Rewrite the items from the line with "the boy's eye" through the end of the items, swapping "species-count log" for "object tally" and changing nothing else. Leave the pictures out of your answer.
[begin Material provided]
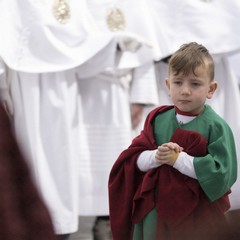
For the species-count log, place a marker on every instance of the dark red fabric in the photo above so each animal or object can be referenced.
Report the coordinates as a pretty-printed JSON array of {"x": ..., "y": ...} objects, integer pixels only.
[
  {"x": 177, "y": 196},
  {"x": 23, "y": 215}
]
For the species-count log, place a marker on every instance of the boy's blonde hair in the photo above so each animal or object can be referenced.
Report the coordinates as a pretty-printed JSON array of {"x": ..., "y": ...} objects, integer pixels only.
[{"x": 190, "y": 56}]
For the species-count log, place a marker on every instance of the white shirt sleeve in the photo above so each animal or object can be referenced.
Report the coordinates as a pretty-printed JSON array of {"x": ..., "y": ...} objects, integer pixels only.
[
  {"x": 146, "y": 160},
  {"x": 184, "y": 164}
]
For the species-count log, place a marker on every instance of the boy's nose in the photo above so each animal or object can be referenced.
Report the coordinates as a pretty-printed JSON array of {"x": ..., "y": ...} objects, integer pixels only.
[{"x": 185, "y": 90}]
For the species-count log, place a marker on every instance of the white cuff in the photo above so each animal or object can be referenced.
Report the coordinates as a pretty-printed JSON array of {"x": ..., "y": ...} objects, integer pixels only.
[{"x": 146, "y": 160}]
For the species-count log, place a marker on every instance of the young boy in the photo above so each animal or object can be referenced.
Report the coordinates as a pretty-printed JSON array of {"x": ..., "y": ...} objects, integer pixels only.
[{"x": 173, "y": 181}]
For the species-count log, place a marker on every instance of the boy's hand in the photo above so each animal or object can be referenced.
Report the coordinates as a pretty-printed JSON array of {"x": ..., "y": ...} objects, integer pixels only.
[{"x": 168, "y": 153}]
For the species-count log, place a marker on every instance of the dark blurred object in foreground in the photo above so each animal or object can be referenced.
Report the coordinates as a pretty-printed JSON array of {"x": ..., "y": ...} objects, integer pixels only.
[{"x": 23, "y": 215}]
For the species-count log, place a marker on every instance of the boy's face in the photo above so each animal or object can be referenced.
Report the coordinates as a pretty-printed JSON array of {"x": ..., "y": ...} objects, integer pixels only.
[{"x": 189, "y": 92}]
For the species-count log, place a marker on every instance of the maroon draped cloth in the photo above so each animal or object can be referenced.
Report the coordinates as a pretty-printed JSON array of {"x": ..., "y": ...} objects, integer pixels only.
[
  {"x": 23, "y": 215},
  {"x": 179, "y": 200}
]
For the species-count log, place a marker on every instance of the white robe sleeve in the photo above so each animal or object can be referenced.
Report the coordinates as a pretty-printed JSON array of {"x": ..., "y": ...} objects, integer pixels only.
[{"x": 5, "y": 78}]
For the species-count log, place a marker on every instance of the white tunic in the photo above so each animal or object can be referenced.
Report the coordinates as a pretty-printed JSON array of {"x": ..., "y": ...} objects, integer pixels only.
[{"x": 71, "y": 90}]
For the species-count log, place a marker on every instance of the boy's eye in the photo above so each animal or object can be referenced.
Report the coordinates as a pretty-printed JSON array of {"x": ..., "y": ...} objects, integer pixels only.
[
  {"x": 196, "y": 84},
  {"x": 177, "y": 82}
]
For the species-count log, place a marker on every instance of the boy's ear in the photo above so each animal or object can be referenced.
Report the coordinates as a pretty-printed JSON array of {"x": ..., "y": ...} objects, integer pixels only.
[{"x": 212, "y": 89}]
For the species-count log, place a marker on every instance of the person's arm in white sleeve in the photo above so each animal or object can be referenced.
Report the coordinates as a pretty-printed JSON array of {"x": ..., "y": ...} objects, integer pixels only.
[{"x": 146, "y": 160}]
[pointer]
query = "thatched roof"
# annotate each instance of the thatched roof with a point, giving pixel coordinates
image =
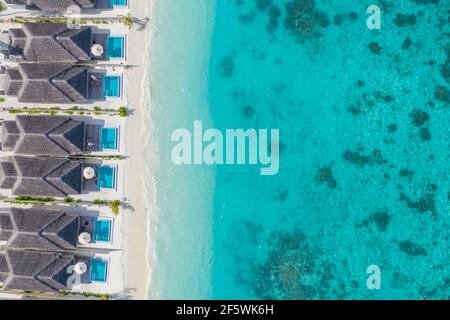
[end Material provided]
▶ **Full answer**:
For the object tally, place a marker on every instance of the boy's eye in the photo above so each animal or object can be referenced.
Report the coordinates as a pretty-printed JSON array of {"x": ..., "y": ...} objects, integer pixels only.
[
  {"x": 196, "y": 84},
  {"x": 177, "y": 82}
]
For the object tally, place a marker on every instance of the boy's ear in the photo above so each animal or object can be referenced.
Report the coordinates as a pretty-printed JSON array of {"x": ..., "y": ...} objects, integer pixels only.
[{"x": 212, "y": 89}]
For the object tally, place a marker on every instance of the person's arm in white sleeve in the photo above so each animal or object can be referenced.
Report the coordinates as a pretty-printed JSON array of {"x": ..., "y": ...} objects, integer pixels only.
[{"x": 146, "y": 160}]
[pointer]
query = "thatched roof"
# annotate each instance of the thatched roof with a point, giving pixel coordinates
image =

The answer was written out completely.